## OBJECTIF DE L'EXERCICE
Redimensionnez les cadres de délimitation figurant entre la ligne qui contient « Hi there — would you mind identifying the green valley » et celle qui contient « [1149, 0, 1171, 300] », incluses : recopiez ces lignes en entier en multipliant chaque coordonnée par 0,7 et en l'arrondissant à l'entier, les demis vers le haut. Ne reprenez pas les images.

## LIGNES DE DONNÉES
·····
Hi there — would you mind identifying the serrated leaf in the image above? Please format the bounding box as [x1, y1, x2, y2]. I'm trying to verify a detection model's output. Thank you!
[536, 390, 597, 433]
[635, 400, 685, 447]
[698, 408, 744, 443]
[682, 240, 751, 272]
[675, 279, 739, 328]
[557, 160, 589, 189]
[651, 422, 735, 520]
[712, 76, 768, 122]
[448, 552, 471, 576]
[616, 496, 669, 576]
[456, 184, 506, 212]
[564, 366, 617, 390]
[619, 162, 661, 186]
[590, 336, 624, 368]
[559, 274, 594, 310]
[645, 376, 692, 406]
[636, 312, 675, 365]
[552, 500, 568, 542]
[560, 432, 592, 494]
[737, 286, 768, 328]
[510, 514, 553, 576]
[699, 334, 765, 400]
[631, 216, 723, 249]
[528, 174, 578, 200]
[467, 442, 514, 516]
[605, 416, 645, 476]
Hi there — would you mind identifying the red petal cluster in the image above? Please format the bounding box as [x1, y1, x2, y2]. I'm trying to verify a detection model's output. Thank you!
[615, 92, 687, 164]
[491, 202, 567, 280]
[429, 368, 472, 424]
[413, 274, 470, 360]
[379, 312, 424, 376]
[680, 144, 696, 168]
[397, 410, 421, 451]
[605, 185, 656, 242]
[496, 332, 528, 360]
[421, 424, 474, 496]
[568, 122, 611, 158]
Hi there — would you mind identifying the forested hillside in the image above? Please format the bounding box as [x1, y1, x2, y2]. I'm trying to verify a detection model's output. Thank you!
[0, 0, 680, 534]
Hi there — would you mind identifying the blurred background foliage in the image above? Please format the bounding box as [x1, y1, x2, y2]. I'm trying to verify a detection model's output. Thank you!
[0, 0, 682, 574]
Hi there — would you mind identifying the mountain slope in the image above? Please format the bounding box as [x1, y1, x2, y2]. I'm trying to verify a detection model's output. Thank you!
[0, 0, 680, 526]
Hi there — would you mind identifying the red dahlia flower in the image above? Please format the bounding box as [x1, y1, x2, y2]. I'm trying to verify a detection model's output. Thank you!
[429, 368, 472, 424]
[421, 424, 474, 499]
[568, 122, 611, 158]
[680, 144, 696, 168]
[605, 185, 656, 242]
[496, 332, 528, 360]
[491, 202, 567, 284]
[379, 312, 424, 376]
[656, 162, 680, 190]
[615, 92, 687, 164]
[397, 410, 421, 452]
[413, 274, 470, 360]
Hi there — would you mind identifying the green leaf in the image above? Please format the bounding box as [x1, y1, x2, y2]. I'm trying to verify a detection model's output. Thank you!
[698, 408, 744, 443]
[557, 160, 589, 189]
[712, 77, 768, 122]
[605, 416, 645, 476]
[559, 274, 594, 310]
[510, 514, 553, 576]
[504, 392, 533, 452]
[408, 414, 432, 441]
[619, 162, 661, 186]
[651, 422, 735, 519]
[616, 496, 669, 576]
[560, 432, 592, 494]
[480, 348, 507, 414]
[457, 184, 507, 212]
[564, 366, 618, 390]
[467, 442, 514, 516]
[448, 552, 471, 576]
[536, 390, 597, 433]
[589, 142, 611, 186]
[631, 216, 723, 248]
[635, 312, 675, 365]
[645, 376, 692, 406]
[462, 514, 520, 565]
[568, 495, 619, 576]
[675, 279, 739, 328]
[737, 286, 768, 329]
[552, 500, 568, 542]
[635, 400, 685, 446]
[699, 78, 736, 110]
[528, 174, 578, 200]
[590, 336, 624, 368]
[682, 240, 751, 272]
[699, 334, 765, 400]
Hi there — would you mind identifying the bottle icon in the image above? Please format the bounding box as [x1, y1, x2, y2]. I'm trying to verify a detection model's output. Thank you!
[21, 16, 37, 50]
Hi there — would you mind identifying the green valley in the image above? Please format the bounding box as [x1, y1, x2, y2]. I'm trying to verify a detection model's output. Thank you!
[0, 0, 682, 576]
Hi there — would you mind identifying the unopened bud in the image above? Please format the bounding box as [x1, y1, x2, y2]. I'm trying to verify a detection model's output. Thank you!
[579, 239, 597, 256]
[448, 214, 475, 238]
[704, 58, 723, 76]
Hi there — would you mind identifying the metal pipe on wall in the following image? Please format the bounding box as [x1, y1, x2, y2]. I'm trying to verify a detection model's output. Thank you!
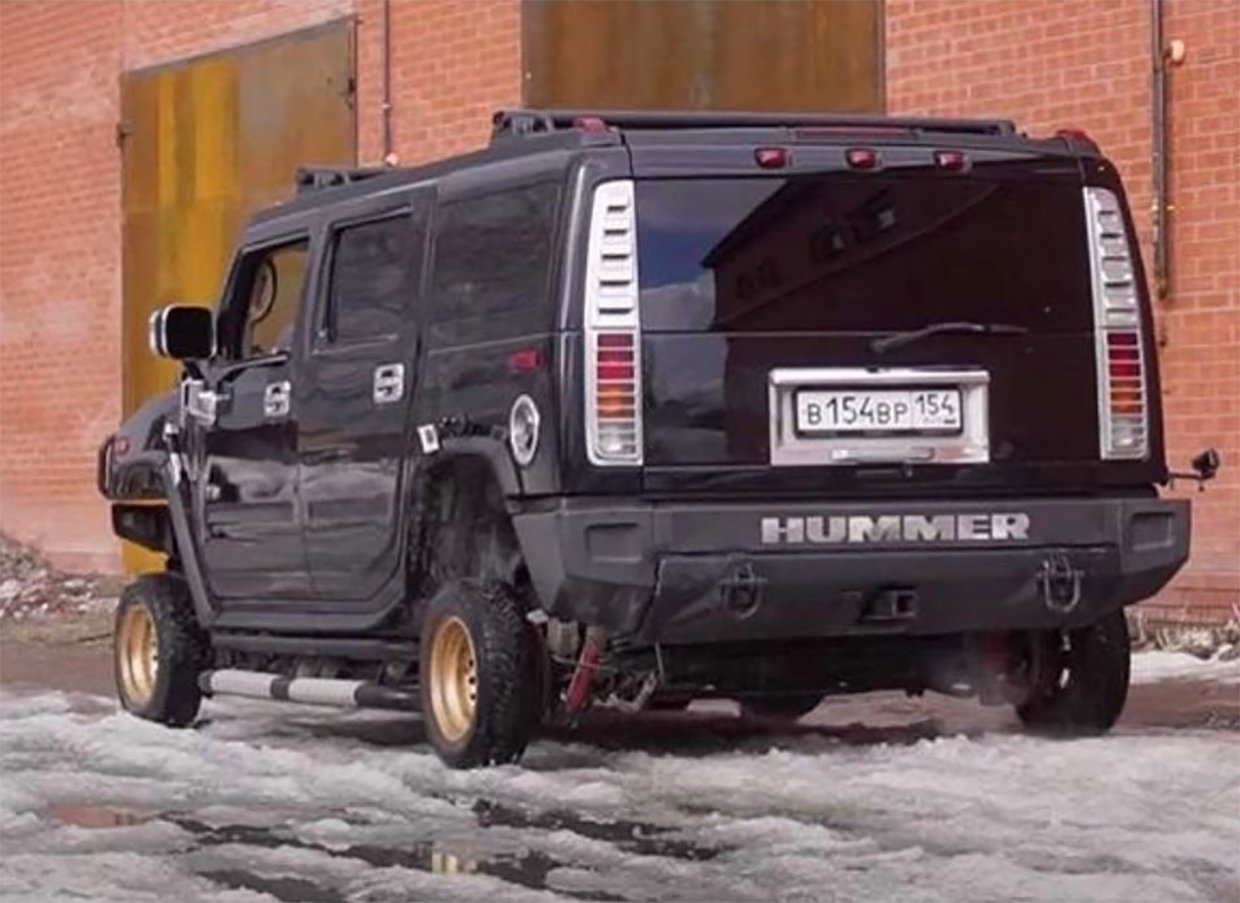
[1149, 0, 1171, 299]
[383, 0, 396, 166]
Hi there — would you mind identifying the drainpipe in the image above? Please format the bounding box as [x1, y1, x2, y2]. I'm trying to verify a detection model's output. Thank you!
[383, 0, 397, 166]
[1149, 0, 1171, 300]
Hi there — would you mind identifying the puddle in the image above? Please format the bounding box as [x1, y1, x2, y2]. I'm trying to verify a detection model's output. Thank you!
[162, 815, 624, 903]
[41, 803, 159, 829]
[43, 800, 727, 903]
[474, 800, 728, 862]
[198, 868, 343, 903]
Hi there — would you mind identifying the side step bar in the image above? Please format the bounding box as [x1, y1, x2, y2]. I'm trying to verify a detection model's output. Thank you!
[198, 669, 422, 712]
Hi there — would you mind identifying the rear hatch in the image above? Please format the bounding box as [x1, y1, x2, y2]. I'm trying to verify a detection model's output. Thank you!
[634, 150, 1158, 496]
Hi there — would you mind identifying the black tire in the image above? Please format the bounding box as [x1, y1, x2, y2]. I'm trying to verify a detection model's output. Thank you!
·····
## RÉSULTAT CI-DESSOUS
Hi there — would you mind identifying the green valley in the image above? Please format the bounding box as [x1, y1, x2, y2]. I'm trying to verify a detection model's output. Thank you!
[0, 0, 477, 403]
Hi there — would you mind identifying the unopened bud in the image above? Please format the bounding box as [x1, y1, x2, y2]. I'm trying to verify a detection model's output. Thank you!
[405, 167, 418, 179]
[314, 150, 333, 167]
[493, 41, 506, 53]
Hi there — would you mind identifying the metal pipe on wall in the following image? Please format the bounding box as [x1, y1, x2, y2]. I'm trying to verify a detection model's output. Thank you!
[804, 0, 820, 209]
[268, 0, 277, 116]
Hi there — would you mind identifying the drainpipe in the image above? Please format the bounding box as [x1, y1, x2, y2]. I'm trying to verify a detection model's output. Thank you!
[268, 0, 278, 116]
[804, 0, 820, 210]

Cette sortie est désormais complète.